TEXTO DE ORIGEM:
● ● ● ● ●

Você já deve ter ouvido sobre punição a discurso de ódio na Europa, mas agora é algo diferente, relacionado à União Europeia em si. Temos, até hoje, legislações individuais dos países. Na Alemanha, por exemplo, é crime fazer propaganda nazista, usar símbolos nazistas, montar associações nazistas, propagar ideias nazistas em associações ou partidos e pregar frases nazistas. Mas isso não vale para toda a União Europeia.

A European Commision abriu uma consulta pública para incluir crimes de ódio e discursos de ódio entre os delitos que são considerados crimes em toda a União Europeia. Os primeiros da categoria são falsificação do Euro, fraudes de cheques e cartões, lavagem de dinheiro, tráfico de pessoas, invasão de computadores, corrupção no setor privado e poluição marinha. Estavam na lista: tráfico de órgãos, corrupção nos contratos públicos, discriminação racial e incitação ao ódio racial. Esses dois últimos foram transformados num combo do politicamente correto.

O movimento da Legislação pela Lacração é difundido mundialmente. Fazer leis que não servem para nada ou prejudicam quem deveriam proteger é uma tarefa nobre. Importa é que o marketing seja bom. Preconceito e ódio racial são questões objetivas e com um longo histórico legislativo, por isso há leis sobre o tema no mundo todo. A lacração consiste em pendurar na mesma lei homofobia, misoginia, transfobia, antirreligiosidade e o que mais der para enfiar no balde da "minoria". Essa é a base do que se pretende fazer na União Europeia.

No Brasil temos uma experiência parecida. A nossa lei do racismo é tão cheia de frases bonitas que esqueceram de fazer alguma que funcionasse. Vai que estraga a poesia. Ela fica sensacional para citar em entrevistas daquelas que parecem revolucionárias. Tem trechos lindos para recitar e emendar um "racistas, fascistas, não passarão!!!". Até arrepiei aqui. Ocorre que jamais uma pessoa foi condenada por essa lei no Brasil. Acabam todos condenados pela lei que funciona só que é mais feinha, a da injúria racial.

● ● ● ● ●

AMOSTRA DOS DADOS:

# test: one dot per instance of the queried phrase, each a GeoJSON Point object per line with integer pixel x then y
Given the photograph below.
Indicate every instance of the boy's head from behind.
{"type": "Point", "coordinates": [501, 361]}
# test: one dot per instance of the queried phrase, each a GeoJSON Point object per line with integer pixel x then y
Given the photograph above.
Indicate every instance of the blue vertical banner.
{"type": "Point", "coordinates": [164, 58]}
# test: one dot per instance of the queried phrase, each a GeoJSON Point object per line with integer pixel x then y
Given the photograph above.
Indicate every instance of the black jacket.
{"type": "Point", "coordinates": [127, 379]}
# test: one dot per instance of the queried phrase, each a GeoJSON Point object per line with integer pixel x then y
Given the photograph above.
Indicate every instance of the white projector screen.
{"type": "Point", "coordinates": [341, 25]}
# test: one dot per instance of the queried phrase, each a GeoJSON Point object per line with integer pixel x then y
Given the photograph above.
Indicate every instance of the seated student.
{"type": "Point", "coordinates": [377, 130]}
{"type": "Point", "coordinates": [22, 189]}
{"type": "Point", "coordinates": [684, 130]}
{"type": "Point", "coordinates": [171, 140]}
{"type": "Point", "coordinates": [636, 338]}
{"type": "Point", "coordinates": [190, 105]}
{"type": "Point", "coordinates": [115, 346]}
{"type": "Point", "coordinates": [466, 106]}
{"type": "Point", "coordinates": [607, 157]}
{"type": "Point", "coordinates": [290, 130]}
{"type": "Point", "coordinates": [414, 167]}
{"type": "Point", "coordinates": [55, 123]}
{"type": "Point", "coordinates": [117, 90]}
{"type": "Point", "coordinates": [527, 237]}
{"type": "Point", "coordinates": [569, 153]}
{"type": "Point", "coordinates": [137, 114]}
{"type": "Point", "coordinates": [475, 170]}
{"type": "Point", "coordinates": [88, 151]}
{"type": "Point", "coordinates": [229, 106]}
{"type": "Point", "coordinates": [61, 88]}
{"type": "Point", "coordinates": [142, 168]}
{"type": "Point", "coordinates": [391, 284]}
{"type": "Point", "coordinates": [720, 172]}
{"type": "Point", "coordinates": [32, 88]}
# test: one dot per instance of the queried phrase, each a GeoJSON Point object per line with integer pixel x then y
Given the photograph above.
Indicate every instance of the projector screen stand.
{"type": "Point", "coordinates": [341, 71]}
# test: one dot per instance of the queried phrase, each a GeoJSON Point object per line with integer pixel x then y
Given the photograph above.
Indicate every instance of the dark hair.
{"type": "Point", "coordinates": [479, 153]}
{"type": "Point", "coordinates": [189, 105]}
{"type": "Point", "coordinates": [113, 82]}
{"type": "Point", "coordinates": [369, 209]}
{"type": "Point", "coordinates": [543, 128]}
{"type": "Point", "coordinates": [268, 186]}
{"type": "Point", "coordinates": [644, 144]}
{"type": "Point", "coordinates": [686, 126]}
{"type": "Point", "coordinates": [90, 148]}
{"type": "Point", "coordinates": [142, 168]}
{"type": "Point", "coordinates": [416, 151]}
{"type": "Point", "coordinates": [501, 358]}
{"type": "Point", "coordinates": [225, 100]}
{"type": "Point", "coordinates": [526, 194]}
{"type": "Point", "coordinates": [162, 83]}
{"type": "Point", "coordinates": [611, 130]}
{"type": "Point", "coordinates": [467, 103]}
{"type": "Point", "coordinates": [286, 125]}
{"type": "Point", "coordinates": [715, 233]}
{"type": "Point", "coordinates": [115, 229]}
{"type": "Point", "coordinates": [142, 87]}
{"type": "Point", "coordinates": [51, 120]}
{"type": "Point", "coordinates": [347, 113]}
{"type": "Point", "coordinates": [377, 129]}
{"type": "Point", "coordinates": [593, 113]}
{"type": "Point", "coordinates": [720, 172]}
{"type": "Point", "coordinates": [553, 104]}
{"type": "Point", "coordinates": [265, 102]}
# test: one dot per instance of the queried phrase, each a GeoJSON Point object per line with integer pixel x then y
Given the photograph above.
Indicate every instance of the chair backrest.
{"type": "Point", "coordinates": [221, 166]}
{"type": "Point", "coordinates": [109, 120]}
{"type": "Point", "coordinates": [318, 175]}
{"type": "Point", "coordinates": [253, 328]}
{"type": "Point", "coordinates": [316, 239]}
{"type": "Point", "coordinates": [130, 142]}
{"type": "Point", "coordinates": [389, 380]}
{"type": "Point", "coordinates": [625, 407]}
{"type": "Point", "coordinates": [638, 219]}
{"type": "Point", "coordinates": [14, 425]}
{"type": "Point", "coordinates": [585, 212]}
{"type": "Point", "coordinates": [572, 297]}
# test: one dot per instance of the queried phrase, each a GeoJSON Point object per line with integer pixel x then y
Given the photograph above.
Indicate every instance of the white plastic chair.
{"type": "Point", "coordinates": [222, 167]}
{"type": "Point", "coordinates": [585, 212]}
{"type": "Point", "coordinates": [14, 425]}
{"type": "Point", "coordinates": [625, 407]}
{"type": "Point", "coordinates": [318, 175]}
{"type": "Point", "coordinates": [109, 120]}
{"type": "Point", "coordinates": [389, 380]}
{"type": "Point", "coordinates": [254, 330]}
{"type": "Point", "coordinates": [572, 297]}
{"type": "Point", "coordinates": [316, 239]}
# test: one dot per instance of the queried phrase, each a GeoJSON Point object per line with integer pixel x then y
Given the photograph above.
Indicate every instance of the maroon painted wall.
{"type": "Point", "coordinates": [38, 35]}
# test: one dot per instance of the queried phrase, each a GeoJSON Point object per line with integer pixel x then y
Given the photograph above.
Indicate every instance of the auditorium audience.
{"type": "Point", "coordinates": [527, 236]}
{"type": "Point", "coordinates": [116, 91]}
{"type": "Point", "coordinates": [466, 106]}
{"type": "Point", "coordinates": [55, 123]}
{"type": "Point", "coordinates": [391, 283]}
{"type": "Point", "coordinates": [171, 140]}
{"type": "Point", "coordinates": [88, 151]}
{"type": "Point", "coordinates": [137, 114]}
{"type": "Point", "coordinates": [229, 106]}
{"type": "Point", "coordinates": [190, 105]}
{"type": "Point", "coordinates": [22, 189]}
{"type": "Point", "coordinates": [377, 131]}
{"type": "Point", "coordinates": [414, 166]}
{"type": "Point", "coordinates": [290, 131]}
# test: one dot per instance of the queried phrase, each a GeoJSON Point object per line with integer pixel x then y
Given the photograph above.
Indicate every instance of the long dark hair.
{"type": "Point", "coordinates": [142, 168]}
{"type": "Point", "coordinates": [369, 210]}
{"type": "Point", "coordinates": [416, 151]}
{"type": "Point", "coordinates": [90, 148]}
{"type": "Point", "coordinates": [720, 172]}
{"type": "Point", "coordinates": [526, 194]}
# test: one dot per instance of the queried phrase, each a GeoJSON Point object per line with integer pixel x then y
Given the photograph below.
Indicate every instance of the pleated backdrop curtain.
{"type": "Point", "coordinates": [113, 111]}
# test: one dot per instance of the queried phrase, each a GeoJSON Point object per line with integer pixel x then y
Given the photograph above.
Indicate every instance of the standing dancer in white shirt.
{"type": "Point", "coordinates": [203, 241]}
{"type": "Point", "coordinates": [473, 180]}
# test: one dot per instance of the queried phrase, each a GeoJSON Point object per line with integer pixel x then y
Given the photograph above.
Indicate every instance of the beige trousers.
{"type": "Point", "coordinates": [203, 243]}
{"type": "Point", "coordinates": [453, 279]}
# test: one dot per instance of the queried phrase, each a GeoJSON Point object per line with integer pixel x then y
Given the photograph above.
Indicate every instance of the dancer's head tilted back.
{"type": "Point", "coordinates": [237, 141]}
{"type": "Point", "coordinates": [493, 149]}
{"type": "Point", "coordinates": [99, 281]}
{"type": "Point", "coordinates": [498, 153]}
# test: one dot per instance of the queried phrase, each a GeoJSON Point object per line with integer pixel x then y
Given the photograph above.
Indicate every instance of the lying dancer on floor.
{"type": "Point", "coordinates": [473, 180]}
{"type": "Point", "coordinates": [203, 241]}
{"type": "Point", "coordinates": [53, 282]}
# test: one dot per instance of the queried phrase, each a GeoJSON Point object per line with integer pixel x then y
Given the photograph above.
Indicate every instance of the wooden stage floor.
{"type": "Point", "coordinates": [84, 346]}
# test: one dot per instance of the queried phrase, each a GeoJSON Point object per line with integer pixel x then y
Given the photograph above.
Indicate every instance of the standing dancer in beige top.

● ● ● ● ●

PARA FAZER:
A: No texto sobre crimes de ódio na União Europeia, por qual lei acabam condenados, no Brasil, os acusados de racismo?
B: Por favor, transcreva literalmente o trecho do texto sobre crimes de ódio na União Europeia que vai de "O movimento da" a "na União Europeia.".
C: Resuma em duas frases o texto sobre crimes de ódio na União Europeia.

RESPOSTAS RESOLVIDAS:
A: Pela lei da injúria racial.

B:
O movimento da Legislação pela Lacração é difundido mundialmente. Fazer leis que não servem para nada ou prejudicam quem deveriam proteger é uma tarefa nobre. Importa é que o marketing seja bom. Preconceito e ódio racial são questões objetivas e com um longo histórico legislativo, por isso há leis sobre o tema no mundo todo. A lacração consiste em pendurar na mesma lei homofobia, misoginia, transfobia, antirreligiosidade e o que mais der para enfiar no balde da "minoria". Essa é a base do que se pretende fazer na União Europeia.

C: Foi aberta uma consulta pública para incluir crimes e discursos de ódio entre os delitos considerados crimes em toda a União Europeia, onde até hoje valem legislações individuais dos países. Segundo o texto, a chamada lacração consiste em pendurar na mesma lei homofobia, misoginia, transfobia, antirreligiosidade e outros temas, e no Brasil há uma experiência parecida, pois jamais uma pessoa foi condenada pela lei do racismo.